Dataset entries
▼

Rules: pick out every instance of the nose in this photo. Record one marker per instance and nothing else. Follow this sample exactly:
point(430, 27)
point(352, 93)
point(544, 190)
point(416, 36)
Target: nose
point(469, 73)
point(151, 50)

▲

_WORK TASK_:
Word for word, transcribe all of the records.

_EXERCISE ANSWER_:
Rules: pick out every instance of the nose in this photo. Record one marker per instance and nothing else. Follow this sample exactly:
point(430, 27)
point(352, 93)
point(544, 190)
point(416, 36)
Target: nose
point(469, 73)
point(151, 50)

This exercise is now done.